> [PROBLEM STATEMENT] Render everything in the listing below, from the line containing "the distant brick" down to the line containing "out the bush", both included, as a Markdown table with the columns Row and Listing line. Omit any blank lines.

[Rows from a pointing dataset]
┌──

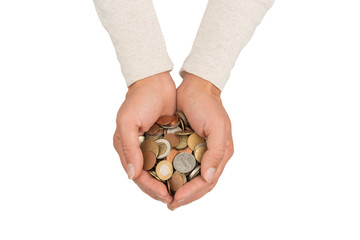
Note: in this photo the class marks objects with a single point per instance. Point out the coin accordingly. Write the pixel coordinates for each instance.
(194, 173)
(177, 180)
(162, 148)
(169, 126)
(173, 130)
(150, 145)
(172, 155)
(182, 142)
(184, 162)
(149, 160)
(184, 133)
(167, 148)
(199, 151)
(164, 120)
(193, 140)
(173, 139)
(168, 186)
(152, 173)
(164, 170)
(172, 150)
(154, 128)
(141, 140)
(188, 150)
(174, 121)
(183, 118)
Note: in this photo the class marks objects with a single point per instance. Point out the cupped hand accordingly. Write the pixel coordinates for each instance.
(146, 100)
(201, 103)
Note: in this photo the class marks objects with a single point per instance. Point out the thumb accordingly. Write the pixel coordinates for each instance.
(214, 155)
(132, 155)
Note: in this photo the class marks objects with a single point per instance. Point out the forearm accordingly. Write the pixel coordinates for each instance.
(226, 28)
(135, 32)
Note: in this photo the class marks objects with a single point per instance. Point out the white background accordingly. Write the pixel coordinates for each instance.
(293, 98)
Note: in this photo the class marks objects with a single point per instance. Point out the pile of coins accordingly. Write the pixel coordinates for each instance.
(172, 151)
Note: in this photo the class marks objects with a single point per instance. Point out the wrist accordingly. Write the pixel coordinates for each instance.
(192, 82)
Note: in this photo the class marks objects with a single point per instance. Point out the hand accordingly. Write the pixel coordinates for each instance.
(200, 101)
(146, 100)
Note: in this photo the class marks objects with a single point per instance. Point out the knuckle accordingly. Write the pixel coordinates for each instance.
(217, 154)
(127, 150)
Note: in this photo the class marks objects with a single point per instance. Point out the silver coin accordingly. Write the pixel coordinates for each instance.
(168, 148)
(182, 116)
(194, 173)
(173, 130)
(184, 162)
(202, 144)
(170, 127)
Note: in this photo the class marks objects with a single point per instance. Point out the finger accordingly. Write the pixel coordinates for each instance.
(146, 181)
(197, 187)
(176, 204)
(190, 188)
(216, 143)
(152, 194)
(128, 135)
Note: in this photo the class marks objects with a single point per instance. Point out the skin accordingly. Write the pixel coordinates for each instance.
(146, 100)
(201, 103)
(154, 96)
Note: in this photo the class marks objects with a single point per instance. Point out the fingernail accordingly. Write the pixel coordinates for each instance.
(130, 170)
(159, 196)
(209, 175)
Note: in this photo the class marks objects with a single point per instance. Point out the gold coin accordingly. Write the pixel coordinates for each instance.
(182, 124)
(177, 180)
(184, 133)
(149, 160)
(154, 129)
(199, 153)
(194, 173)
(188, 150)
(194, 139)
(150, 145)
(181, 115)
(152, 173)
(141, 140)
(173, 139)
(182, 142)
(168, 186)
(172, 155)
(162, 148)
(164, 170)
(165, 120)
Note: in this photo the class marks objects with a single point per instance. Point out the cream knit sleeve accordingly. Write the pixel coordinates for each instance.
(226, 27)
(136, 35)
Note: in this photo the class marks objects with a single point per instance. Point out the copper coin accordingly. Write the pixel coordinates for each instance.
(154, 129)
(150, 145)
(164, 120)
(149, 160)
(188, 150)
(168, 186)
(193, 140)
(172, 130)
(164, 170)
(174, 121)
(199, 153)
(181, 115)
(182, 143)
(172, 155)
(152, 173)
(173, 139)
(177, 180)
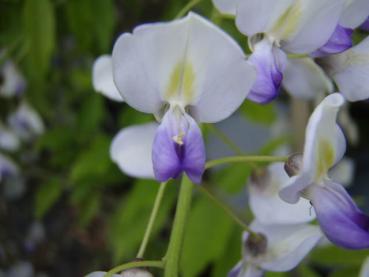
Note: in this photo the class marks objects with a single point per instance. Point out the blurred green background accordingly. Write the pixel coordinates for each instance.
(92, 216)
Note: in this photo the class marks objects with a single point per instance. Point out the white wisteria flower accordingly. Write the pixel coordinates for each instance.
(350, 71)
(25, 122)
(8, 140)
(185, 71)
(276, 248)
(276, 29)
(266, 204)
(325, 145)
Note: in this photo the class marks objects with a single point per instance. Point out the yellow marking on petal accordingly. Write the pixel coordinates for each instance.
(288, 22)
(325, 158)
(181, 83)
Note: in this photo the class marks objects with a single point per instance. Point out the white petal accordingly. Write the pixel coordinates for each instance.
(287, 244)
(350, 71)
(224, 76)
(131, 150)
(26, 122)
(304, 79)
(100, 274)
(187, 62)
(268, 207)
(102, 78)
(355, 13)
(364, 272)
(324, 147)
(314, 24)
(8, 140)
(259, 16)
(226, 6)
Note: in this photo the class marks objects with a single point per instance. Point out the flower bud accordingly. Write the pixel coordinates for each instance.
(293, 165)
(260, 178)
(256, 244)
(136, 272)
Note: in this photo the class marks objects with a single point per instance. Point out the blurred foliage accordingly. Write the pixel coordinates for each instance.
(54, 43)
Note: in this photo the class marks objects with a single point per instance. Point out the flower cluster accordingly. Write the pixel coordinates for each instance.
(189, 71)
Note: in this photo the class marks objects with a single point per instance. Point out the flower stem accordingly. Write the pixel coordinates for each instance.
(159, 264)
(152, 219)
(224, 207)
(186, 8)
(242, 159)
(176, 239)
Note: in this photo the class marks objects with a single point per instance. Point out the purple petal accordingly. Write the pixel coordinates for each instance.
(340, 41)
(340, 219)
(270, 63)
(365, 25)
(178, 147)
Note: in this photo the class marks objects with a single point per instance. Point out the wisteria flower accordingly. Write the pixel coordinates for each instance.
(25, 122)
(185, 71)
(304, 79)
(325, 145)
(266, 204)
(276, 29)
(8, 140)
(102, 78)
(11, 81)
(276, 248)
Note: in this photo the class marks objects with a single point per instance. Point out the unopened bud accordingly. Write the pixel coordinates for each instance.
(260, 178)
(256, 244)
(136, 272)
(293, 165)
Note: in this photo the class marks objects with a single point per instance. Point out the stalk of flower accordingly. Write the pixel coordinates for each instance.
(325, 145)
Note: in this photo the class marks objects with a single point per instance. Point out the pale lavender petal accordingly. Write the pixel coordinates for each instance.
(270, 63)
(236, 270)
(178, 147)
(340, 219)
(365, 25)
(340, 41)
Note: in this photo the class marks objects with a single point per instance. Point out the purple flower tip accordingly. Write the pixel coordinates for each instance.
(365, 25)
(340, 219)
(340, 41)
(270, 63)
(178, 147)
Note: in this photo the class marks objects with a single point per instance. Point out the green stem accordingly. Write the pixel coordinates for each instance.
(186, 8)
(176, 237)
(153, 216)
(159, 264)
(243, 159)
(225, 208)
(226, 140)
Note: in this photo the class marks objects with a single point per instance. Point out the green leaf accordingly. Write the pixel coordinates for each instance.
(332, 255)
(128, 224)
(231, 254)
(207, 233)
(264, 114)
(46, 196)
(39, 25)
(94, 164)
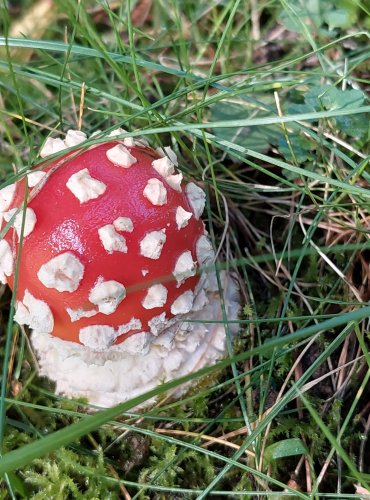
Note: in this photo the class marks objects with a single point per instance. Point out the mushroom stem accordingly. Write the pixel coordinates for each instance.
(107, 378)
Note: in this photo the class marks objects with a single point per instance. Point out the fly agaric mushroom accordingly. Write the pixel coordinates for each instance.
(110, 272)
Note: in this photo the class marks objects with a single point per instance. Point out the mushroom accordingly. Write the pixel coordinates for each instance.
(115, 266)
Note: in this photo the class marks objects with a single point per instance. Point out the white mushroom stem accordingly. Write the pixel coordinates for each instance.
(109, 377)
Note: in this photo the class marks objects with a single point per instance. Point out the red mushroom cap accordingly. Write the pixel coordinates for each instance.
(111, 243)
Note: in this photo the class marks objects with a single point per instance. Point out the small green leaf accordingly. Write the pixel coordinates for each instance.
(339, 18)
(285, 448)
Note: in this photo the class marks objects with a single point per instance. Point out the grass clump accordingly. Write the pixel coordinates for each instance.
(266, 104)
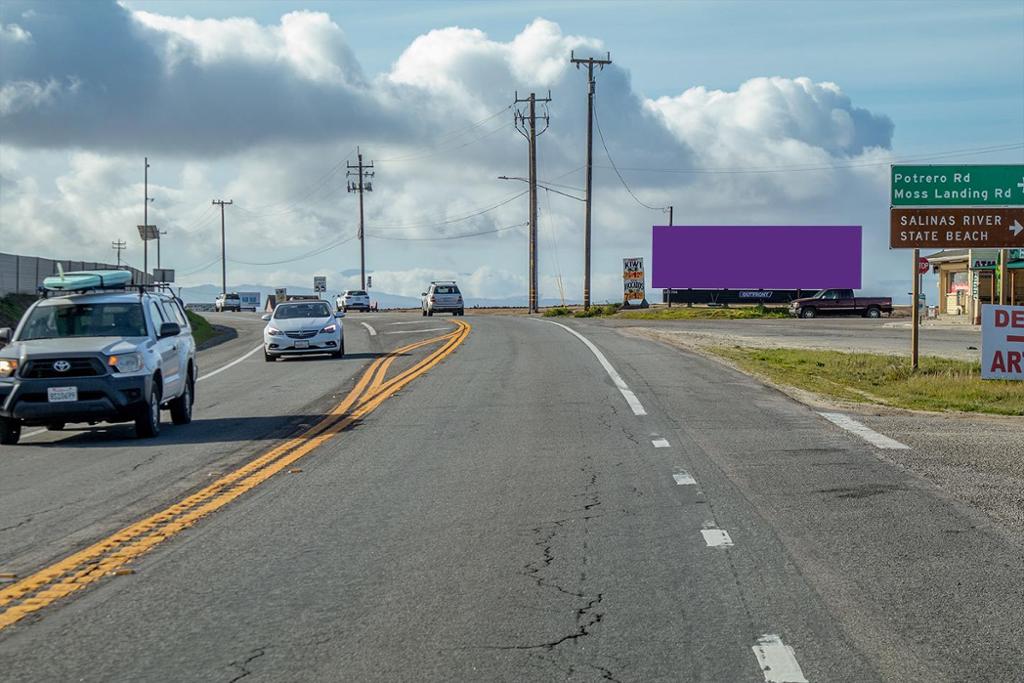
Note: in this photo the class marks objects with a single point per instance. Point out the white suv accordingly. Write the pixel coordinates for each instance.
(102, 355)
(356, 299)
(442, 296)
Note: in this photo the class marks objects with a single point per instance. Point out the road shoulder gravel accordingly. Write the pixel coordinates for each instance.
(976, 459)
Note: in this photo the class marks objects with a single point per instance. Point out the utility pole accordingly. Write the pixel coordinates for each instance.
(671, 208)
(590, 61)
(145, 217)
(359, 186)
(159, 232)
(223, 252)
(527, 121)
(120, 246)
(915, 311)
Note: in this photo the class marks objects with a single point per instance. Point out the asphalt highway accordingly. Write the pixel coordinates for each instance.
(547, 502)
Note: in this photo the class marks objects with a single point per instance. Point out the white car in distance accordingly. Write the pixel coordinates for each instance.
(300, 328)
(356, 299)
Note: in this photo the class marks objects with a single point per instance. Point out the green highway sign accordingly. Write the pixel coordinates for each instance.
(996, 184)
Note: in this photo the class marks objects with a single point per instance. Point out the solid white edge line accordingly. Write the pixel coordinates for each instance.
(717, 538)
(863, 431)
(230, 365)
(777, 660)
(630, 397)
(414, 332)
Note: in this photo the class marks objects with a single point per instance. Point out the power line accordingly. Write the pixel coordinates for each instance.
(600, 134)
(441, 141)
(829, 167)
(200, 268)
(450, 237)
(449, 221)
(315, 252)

└──
┌──

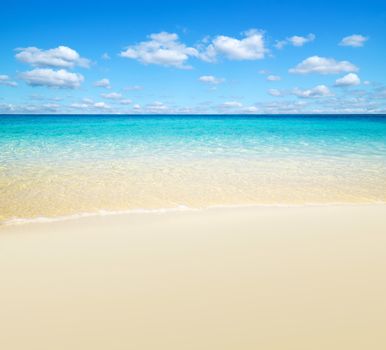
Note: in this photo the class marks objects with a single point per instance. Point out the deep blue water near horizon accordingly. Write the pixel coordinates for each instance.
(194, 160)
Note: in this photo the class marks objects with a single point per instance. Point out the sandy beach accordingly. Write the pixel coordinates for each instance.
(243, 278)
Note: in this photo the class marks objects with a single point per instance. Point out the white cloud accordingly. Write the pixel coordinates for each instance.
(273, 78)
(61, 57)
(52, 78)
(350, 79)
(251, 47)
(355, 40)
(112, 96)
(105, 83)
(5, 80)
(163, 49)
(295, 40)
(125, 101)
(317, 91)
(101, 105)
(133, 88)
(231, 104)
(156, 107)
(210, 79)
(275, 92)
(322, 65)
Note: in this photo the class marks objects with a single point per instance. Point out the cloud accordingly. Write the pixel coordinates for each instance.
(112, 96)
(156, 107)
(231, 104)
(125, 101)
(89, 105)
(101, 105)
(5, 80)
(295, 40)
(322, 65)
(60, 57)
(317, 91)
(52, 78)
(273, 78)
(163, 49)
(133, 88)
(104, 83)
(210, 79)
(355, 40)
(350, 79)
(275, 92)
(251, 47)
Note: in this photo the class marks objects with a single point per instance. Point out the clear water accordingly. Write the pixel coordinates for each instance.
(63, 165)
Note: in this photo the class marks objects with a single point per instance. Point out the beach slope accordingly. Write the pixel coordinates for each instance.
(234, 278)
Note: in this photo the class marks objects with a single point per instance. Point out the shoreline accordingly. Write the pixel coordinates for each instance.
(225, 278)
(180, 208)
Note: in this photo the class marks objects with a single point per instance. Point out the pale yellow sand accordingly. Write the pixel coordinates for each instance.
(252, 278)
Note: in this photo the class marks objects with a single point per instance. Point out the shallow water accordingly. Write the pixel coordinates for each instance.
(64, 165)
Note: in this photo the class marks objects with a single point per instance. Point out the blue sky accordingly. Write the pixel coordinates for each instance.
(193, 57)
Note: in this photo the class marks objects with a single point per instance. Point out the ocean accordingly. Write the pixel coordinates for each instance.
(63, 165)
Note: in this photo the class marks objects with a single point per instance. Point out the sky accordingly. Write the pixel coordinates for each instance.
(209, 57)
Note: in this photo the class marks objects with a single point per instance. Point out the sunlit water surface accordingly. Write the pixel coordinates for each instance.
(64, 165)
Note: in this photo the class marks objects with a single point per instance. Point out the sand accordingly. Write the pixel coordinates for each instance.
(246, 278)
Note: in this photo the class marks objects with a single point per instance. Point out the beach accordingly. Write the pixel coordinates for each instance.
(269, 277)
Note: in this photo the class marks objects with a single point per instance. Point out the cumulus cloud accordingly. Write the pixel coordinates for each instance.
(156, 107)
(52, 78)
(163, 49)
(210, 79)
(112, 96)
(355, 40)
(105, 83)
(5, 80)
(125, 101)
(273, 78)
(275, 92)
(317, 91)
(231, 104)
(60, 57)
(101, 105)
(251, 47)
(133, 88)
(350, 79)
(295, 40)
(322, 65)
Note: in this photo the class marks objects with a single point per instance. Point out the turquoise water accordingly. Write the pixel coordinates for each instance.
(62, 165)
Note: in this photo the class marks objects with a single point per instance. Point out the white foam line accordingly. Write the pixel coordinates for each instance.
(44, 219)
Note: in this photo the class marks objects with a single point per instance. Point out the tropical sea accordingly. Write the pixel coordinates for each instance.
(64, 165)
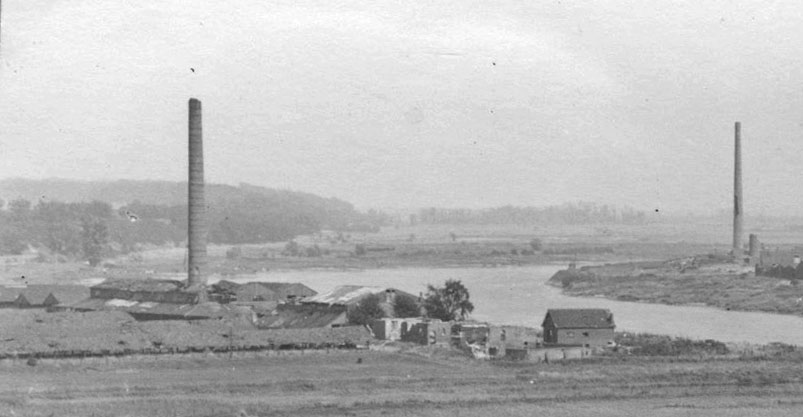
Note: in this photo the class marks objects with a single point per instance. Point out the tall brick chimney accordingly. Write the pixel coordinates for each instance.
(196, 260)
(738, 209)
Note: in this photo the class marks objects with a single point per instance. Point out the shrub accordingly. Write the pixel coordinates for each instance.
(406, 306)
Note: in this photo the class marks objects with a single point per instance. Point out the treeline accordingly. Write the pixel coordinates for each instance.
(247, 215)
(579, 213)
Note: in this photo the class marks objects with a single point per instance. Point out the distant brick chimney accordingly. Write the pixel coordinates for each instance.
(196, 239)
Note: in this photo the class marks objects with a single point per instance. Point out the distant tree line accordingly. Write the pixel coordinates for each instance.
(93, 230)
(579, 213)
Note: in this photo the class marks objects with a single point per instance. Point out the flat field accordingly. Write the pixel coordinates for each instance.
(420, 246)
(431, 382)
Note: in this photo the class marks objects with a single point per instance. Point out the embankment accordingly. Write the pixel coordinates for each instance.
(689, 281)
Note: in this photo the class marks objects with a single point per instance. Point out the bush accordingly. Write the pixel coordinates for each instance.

└──

> [ANSWER]
| Row | Listing line |
|---|---|
| 1 | Note: in this photo the class marks objects with a single point per instance. Point out the distant brick chimney accordingly. Write the pixel coordinates for each instance. |
| 2 | (196, 239) |
| 3 | Note: in this photo the class marks objects with a single point per instance. Point out the distant tree line accordingly. Write the pixel coordinates for each instance. |
| 4 | (93, 230) |
| 5 | (579, 213) |
| 6 | Note: in this photo the class marks objects with a single point per instance. Point out the flat field accordingly. Write the pixel coordinates for each instance. |
| 7 | (420, 246) |
| 8 | (431, 382) |
| 9 | Note: in this photo the class marks objects with a single point per instance. Point out the embankment accordingly. Write the pixel coordinates for each instance. |
| 10 | (689, 281) |
| 11 | Note: in this photo the class marks objects with a single point per instance. Point out the bush accordingly. Write the pixel coordinates for each instance. |